BEGIN

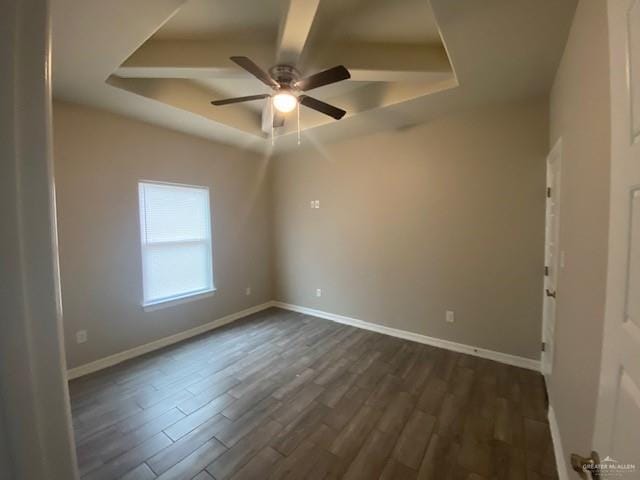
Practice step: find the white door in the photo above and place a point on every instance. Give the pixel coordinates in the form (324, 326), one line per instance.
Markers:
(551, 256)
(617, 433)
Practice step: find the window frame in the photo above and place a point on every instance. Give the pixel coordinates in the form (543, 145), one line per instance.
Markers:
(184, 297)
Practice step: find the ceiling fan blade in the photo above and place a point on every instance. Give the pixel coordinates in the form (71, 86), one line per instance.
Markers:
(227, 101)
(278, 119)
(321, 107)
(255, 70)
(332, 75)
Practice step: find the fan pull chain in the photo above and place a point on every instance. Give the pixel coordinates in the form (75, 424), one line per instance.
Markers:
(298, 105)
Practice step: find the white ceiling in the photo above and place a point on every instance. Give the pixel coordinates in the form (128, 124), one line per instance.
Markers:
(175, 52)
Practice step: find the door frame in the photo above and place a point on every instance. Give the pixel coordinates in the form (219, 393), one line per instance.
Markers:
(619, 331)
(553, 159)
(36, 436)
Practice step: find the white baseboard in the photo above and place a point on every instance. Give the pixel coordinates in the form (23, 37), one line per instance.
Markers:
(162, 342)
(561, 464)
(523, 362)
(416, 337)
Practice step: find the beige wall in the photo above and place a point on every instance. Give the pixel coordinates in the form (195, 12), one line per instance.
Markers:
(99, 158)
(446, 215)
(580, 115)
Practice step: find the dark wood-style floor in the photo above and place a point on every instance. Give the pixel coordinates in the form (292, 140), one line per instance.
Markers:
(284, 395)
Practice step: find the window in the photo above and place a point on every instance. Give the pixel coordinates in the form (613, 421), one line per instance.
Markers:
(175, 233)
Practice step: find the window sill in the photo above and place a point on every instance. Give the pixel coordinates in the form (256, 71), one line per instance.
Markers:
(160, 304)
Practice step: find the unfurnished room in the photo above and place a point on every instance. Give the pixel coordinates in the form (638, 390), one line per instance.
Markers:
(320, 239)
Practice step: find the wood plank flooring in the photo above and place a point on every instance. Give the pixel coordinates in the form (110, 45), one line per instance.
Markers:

END

# Assignment
Could the material above be written out again word for word, with the pictures dropped?

# Completed exercise
Practice step: find the white door in the photo above and place a point on every instance. Give the pixel coordinates in the form (324, 326), one line per instance.
Markers:
(551, 256)
(617, 433)
Practice step: find the window frame in the photo above and place a point on every instance. Give the pixel coordinates in the form (543, 145), one line per instance.
Markers:
(184, 297)
Practice step: find the ceiling fan blade in the photo above and place a point on every instance. Give the pixel coordinates in the form (71, 86), one line per instance.
Markers:
(227, 101)
(278, 119)
(321, 107)
(255, 70)
(332, 75)
Practice step: find the fan pull chain in the photo above and place a point on every instance. Give the pixel coordinates in the form (75, 424), one line per instance.
Markers:
(298, 105)
Practice step: find the white ceiling in the photo above and place a point on every instance. Give the pixel coordinates in the form (128, 124), one line per instance.
Markers:
(175, 52)
Practice step: find the door frame in the photo above and place a point on every instance. Give the pixel coordinates in the form (219, 393), one line per instance.
Markers:
(619, 331)
(553, 159)
(36, 436)
Practice step: find the white baseboard in the photo above and place a point on every instance. Give the pixel coordinates in the form (23, 37), one line per instance.
Markers:
(162, 342)
(561, 464)
(523, 362)
(416, 337)
Practice step: find the beige wall in the photo above and place a point on every instance. Give the pixel coordinates in the form (195, 12), one line per instance.
Markers:
(99, 158)
(446, 215)
(580, 115)
Practice step: find the dark wood-style floor in the photo above and place a point on every instance. Give the pixel coordinates in the form (292, 140), one line per instance.
Markers:
(284, 395)
Practice step: find the window in the photo above and place a point on every instance. Give the pixel coordinates in the form (613, 421), one line per instance.
Markers:
(175, 233)
Practice step: find the window sill in the photo above and place a point on every instance. Give the pixel coordinates in the form (256, 71), one line per instance.
Markers:
(160, 304)
Practice step: find the unfurnished room in the photo above and place a point on every instance. Give the pixel coordinates in the form (638, 390), one line per instance.
Markers:
(320, 239)
Practice step: find the wood plank flooring in the photo above and place a point on every instance. Give the pixel coordinates in the form (110, 45), one line per instance.
Markers:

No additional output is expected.